Before rewriting repository history, it’s essential to understand what’s in your repository. git-filter-repo includes a powerful analysis mode that generates detailed reports.
Basic Analysis
Generate a comprehensive analysis report:
Clone the repository
git clone https://github.com/example/repo.git
cd repo
Run analysis
git filter-repo --analyze
This creates reports in the .git/filter-repo/analysis/ directory without modifying your repository.Review the reports
ls -la .git/filter-repo/analysis/
Generated reports:
blob-shas-and-paths.txt - All blob hashes and their paths
directories-all-sizes.txt - Directory sizes across all history
directories-deleted-sizes.txt - Size of deleted directories
extensions-all-sizes.txt - File types and their sizes
extensions-deleted-sizes.txt - Deleted files by extension
path-all-sizes.txt - Individual file sizes
path-deleted-sizes.txt - Deleted files
renames.txt - File rename history
The analysis mode does not modify your repository. It’s safe to run multiple times.
Understanding the Reports
Largest Files Report
View the biggest files in history:
head -20 .git/filter-repo/analysis/path-all-sizes.txt
Output format:
=== All paths by reverse accumulated size ===
Format: unpacked size, packed size, date deleted, path name
500000000 245000000 <present> large-file.bin
250000000 125000000 <present> data/dataset.csv
100000000 50000000 2024-01-15 old/backup.zip
This shows:
- Unpacked size: Actual file size
- Packed size: Compressed size in Git
- Date deleted: When file was removed (or
<present> if still exists)

_Problem set_
a) List the file names of all reports that the git-filter-repo analysis guide says are generated.
b) Write the next part of the git-filter-repo analysis guide, starting after its final line.
The records are separate material, distinct from the git-filter-repo analysis guide.

(Annotated coordinate records)
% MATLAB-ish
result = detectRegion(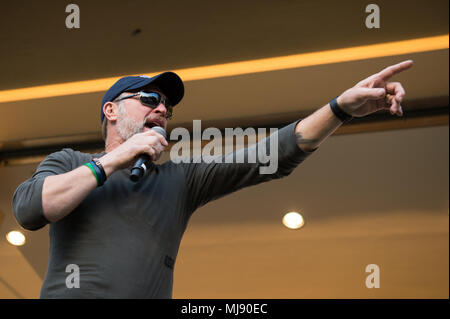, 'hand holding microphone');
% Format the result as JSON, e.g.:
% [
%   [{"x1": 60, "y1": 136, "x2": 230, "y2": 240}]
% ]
[
  {"x1": 100, "y1": 126, "x2": 169, "y2": 181},
  {"x1": 130, "y1": 126, "x2": 167, "y2": 182}
]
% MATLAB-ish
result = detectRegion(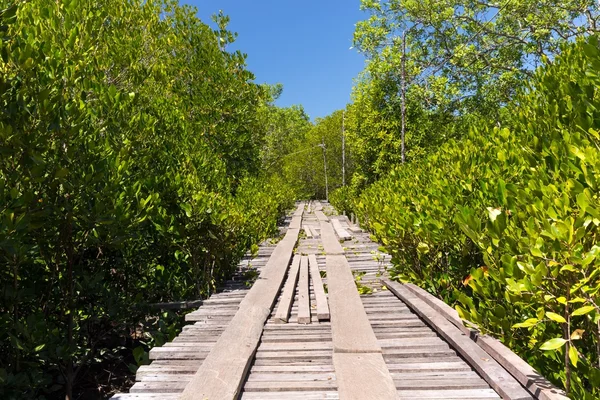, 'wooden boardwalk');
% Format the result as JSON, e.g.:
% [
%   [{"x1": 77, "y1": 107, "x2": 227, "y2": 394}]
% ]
[{"x1": 113, "y1": 202, "x2": 566, "y2": 400}]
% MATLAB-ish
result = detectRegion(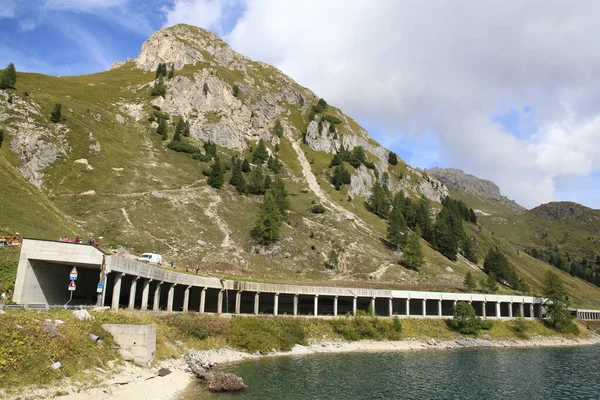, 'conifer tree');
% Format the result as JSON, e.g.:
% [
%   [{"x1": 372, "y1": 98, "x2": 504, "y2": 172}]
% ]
[
  {"x1": 150, "y1": 75, "x2": 166, "y2": 97},
  {"x1": 269, "y1": 178, "x2": 289, "y2": 215},
  {"x1": 156, "y1": 119, "x2": 167, "y2": 136},
  {"x1": 273, "y1": 118, "x2": 283, "y2": 137},
  {"x1": 242, "y1": 158, "x2": 250, "y2": 174},
  {"x1": 253, "y1": 192, "x2": 281, "y2": 245},
  {"x1": 485, "y1": 272, "x2": 499, "y2": 293},
  {"x1": 50, "y1": 103, "x2": 62, "y2": 123},
  {"x1": 433, "y1": 213, "x2": 458, "y2": 261},
  {"x1": 208, "y1": 156, "x2": 225, "y2": 189},
  {"x1": 368, "y1": 181, "x2": 390, "y2": 219},
  {"x1": 387, "y1": 207, "x2": 408, "y2": 249},
  {"x1": 248, "y1": 165, "x2": 265, "y2": 195},
  {"x1": 402, "y1": 227, "x2": 425, "y2": 270},
  {"x1": 229, "y1": 158, "x2": 244, "y2": 187},
  {"x1": 462, "y1": 237, "x2": 478, "y2": 264},
  {"x1": 252, "y1": 139, "x2": 269, "y2": 164},
  {"x1": 0, "y1": 63, "x2": 17, "y2": 89},
  {"x1": 463, "y1": 271, "x2": 477, "y2": 291}
]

_Task answers_
a)
blob-shas-and-paths.txt
directories-all-sizes.txt
directories-deleted-sizes.txt
extensions-all-sizes.txt
extensions-deleted-sizes.txt
path-all-sizes.txt
path-deleted-sizes.txt
renames.txt

b)
- Path name: File location
Deleted Files Report
Find large files that were deleted but still bloat history:
head -20 .git/filter-repo/analysis/path-deleted-sizes.txt
These are prime candidates for removal since they:
- No longer exist in the current codebase
- Still take up space in clones
- Slow down clone operations
Extension Analysis
See which file types consume the most space:
cat .git/filter-repo/analysis/extensions-all-sizes.txt
Example output:
=== All extensions by reverse accumulated size ===
1.2 GiB 600 MiB .bin
800 MiB 400 MiB .mp4
500 MiB 250 MiB .zip
100 MiB 50 MiB .js
This helps identify:
- Binary files that shouldn’t be in Git
- Large media files better suited for Git LFS
- Compressed files that could be removed
Directory Size Report
head -20 .git/filter-repo/analysis/directories-all-sizes.txt
Identifies which directories contribute most to repository size.
Acting on Analysis Results
Once you’ve analyzed your repository, you can clean it up:
Remove large deleted files
Identify files to remove
Review deleted files:head -20 .git/filter-repo/analysis/path-deleted-sizes.txt
Create removal list
Create ../files-to-remove.txt with paths of files to delete:old/large-backup.zip
data/old-dataset.csv
build/artifacts.tar.gz
Remove the files
git filter-repo --invert-paths --paths-from-file ../files-to-remove.txt
Remove files by extension
Remove all files of a certain type:
# Remove all .zip files
git filter-repo --invert-paths --path-glob '*.zip'
# Remove all binaries
git filter-repo --invert-paths --path-glob '*.bin' --path-glob '*.exe'
Remove large directories
# Remove a bloated directory
git filter-repo --invert-paths --path node_modules/
Advanced Analysis Techniques
Find duplicate files
The blob-shas-and-paths.txt report shows all blob hashes. Look for identical hashes:
# Find blobs with multiple paths (potential duplicates)
awk '{print $1}' .git/filter-repo/analysis/blob-shas-and-paths.txt | \
sort | uniq -c | sort -rn | head -20
Track file renames
The renames.txt report shows file rename history:
cat .git/filter-repo/analysis/renames.txt
Example output:
old-name.js -> new-name.js
src/component.tsx -> lib/ui/component.tsx
Analyze by time period
Combine analysis with Git log to find when large files were added:
# Find when large files were added
for file in $(head -10 .git/filter-repo/analysis/path-deleted-sizes.txt | \
awk '{print $4}'); do
echo "=== $file ==="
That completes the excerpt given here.